● Problem statement: Each entry below should be output exactly, apart from its images.

● Supplied records:
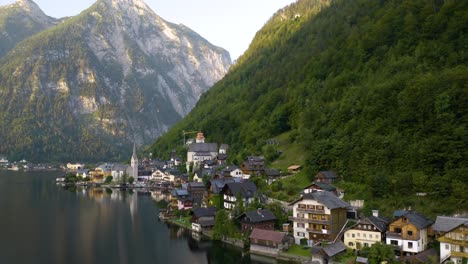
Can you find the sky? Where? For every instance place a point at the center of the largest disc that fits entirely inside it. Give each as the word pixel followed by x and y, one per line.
pixel 230 24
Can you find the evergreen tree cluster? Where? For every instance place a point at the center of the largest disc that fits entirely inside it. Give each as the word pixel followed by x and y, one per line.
pixel 374 90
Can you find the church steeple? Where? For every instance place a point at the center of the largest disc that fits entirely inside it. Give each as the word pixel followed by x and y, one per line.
pixel 134 163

● Answer box:
Can you find the sky? Where? For every instance place a point at the center of the largest disc that fits entirely inside it. Give each as the word pixel followed by x and y, one per line.
pixel 230 24
Can you find the evergreen tree cluster? Where? For every instance place a point at the center of the largest disc that fits entirely inside it. Give each as the word pixel followed by x and y, one per line.
pixel 374 90
Can you find the church steeple? Where? For every instance place a point at the center of the largest disc that fits entirely inside it. Give each as the word pixel followed by x and y, one per line.
pixel 134 163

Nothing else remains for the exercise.